:: Exercise task ::
Switch "swing frame" to "swing set" in the lines of the listing running from the one containing "where? cinder block building" through the end, and write out those lines again with everything else unchanged.

(Detection annotation records)
===============

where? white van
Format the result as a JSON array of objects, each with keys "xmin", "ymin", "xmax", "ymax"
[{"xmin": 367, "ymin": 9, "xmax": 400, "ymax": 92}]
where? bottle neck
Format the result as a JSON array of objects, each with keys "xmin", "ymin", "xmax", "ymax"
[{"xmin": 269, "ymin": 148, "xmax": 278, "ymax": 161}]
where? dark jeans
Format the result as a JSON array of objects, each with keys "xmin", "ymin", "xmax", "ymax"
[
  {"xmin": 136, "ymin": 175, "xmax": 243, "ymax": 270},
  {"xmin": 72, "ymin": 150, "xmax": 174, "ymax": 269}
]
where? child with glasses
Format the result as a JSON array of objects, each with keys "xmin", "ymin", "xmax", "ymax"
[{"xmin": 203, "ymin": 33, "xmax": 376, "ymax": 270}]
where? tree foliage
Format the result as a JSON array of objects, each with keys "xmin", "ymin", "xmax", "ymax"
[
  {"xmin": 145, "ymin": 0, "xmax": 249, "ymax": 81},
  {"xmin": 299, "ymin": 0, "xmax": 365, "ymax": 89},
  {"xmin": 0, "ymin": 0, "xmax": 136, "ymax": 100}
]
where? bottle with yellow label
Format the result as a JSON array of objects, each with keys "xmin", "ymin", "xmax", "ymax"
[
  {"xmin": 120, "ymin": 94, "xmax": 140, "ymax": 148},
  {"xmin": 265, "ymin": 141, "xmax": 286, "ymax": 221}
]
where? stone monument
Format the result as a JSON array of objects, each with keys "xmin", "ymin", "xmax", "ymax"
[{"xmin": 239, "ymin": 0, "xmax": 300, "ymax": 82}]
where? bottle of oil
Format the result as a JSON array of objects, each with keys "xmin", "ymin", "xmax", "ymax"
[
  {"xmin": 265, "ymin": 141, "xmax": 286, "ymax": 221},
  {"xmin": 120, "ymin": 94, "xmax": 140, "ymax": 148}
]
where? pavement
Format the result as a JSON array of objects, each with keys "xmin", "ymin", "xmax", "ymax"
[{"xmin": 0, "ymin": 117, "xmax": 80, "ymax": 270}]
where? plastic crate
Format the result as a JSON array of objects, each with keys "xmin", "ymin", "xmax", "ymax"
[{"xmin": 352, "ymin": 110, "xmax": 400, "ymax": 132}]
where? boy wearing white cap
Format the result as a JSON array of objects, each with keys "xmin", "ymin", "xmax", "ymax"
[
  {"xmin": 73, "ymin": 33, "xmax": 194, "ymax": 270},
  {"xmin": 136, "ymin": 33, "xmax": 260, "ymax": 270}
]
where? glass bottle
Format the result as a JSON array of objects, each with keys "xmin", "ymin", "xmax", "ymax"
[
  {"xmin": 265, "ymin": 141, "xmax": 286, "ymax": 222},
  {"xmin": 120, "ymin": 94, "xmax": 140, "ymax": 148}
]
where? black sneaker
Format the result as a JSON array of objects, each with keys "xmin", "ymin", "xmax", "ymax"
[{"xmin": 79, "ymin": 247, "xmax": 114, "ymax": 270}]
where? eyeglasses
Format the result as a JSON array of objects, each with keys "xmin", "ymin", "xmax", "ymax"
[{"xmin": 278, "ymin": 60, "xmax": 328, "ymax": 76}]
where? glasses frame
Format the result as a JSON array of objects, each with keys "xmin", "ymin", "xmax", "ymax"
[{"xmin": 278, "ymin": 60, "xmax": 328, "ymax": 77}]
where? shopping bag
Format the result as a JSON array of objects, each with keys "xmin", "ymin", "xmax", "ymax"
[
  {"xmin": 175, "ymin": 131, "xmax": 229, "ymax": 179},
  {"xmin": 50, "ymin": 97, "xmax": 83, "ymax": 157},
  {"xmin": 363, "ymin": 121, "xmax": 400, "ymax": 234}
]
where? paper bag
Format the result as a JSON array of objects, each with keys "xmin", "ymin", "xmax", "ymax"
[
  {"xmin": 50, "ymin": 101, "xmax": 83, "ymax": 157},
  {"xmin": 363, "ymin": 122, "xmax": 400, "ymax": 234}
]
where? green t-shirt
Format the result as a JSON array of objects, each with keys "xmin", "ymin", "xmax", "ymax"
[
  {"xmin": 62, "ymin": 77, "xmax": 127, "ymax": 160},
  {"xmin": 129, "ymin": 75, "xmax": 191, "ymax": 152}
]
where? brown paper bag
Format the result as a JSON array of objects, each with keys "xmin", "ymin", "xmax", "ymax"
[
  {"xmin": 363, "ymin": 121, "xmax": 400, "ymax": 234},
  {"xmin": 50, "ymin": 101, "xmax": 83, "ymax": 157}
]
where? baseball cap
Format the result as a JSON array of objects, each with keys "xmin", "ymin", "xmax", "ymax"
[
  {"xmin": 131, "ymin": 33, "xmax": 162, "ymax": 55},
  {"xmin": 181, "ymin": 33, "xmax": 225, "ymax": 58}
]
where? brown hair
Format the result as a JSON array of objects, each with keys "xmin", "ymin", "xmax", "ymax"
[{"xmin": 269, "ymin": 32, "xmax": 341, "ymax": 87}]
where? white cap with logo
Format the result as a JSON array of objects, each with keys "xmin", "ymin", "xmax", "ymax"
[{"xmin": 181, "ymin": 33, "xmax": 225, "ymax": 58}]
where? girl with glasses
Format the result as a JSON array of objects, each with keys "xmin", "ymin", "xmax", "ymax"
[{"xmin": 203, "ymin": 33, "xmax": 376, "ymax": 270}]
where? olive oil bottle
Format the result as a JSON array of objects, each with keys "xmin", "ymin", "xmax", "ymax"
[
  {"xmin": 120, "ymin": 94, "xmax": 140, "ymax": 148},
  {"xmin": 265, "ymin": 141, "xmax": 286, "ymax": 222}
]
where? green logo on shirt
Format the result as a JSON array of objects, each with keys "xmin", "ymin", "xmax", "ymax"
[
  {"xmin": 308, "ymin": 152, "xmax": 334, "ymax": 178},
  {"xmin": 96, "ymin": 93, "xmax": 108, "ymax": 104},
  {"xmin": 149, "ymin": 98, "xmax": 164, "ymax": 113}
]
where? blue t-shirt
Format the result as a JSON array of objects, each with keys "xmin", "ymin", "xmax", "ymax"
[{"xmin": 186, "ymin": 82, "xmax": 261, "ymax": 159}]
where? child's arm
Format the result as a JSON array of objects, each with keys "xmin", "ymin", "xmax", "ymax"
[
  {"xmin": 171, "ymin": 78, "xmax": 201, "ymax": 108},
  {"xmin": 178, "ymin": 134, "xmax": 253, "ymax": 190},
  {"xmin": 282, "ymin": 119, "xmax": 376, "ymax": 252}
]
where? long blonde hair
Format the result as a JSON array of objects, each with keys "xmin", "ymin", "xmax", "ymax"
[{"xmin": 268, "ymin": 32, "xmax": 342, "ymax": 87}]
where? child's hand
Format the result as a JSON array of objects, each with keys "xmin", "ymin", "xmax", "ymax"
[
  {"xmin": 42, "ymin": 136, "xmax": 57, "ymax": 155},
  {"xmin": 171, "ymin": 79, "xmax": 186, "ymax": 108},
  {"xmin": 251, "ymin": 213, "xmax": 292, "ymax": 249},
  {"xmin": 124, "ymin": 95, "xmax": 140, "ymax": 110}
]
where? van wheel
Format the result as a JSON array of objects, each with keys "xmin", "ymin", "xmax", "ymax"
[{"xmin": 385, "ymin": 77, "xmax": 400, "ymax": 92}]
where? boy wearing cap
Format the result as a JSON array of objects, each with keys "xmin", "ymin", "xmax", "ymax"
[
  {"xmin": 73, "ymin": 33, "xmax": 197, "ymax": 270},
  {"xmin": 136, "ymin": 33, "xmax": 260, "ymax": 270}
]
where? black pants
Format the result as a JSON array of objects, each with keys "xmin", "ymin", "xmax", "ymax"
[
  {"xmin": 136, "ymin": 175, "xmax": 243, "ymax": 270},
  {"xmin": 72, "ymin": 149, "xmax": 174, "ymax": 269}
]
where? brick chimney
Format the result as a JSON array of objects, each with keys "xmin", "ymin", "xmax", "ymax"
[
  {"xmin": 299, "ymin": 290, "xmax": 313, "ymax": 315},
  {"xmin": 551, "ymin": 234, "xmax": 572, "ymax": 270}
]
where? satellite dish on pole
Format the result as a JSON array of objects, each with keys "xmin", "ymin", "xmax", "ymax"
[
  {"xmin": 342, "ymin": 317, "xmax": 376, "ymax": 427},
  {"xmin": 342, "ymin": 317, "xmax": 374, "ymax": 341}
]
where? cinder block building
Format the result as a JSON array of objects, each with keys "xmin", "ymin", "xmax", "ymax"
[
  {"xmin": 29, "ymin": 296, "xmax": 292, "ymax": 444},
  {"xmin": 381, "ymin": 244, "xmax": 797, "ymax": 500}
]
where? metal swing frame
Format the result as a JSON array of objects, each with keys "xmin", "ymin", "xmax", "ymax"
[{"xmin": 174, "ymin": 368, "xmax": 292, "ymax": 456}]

===============

:: Finished answer ::
where? cinder block building
Format the result as a JSON array of objects, each with keys "xmin", "ymin", "xmax", "ymax"
[
  {"xmin": 29, "ymin": 296, "xmax": 292, "ymax": 444},
  {"xmin": 381, "ymin": 244, "xmax": 797, "ymax": 500}
]
where? metal swing set
Format the result as a JSON array of objects, each with keys "xmin", "ymin", "xmax", "ymax"
[{"xmin": 174, "ymin": 368, "xmax": 292, "ymax": 456}]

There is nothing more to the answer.